▸ What you need to do
State how many lines in the records below contain the string "reptile", with case counting, and reply with that number alone.

▸ Provided records
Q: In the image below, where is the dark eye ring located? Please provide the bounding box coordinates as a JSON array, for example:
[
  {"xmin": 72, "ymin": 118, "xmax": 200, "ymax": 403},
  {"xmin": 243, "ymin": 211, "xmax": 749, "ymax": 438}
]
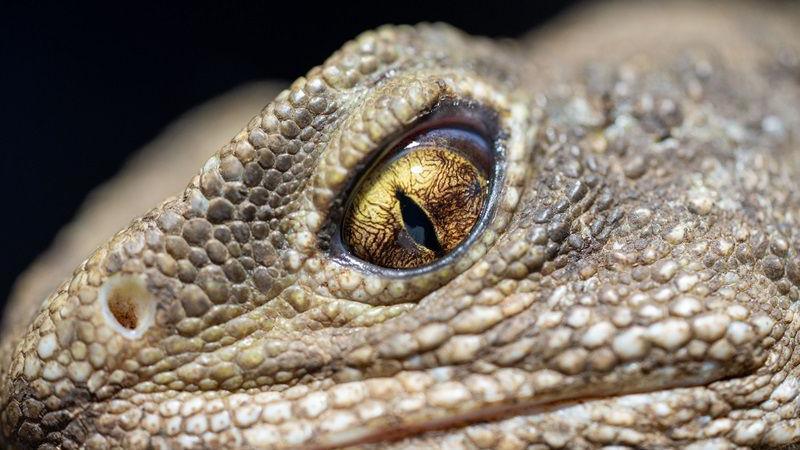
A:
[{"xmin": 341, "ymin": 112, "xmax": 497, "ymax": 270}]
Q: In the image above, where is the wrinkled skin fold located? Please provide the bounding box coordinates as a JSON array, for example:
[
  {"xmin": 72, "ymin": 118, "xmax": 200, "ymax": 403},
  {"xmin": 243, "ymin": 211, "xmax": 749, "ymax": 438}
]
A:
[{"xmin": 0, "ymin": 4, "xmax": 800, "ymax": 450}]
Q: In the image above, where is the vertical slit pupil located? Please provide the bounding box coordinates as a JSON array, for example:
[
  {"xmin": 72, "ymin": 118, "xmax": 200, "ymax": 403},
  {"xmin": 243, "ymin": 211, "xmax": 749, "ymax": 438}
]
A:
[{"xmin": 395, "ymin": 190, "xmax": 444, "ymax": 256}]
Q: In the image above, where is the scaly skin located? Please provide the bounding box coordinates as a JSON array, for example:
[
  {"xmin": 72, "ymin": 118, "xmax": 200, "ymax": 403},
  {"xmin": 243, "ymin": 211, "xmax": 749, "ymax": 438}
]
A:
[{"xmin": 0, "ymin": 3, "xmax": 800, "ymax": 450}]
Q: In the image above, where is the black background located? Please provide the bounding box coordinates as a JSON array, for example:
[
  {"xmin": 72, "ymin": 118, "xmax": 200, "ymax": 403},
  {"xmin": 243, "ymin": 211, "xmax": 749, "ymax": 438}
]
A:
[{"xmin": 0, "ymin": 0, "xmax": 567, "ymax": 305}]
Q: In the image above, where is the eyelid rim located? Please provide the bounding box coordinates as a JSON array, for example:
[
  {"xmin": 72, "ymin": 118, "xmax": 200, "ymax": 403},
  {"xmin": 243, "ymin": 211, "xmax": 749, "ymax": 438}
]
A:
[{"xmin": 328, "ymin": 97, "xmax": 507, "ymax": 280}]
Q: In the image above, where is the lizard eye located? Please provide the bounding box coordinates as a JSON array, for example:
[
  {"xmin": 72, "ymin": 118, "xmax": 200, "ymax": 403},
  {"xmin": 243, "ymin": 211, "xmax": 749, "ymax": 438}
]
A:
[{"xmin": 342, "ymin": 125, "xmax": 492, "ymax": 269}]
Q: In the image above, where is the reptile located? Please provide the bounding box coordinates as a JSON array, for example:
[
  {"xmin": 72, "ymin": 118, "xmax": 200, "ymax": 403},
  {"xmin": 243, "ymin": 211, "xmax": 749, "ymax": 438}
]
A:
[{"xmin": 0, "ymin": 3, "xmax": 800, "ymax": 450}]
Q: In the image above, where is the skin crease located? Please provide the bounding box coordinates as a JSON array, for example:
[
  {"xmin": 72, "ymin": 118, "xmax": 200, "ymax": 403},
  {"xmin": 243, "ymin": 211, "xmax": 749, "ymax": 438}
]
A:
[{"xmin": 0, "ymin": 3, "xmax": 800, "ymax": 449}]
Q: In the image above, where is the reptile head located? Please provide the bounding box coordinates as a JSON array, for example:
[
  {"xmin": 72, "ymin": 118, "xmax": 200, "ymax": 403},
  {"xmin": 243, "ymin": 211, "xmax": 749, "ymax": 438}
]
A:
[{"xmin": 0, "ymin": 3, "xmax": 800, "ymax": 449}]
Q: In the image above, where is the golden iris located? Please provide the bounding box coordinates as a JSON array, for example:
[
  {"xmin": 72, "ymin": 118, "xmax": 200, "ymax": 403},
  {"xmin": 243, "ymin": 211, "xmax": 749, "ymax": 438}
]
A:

▸ Result
2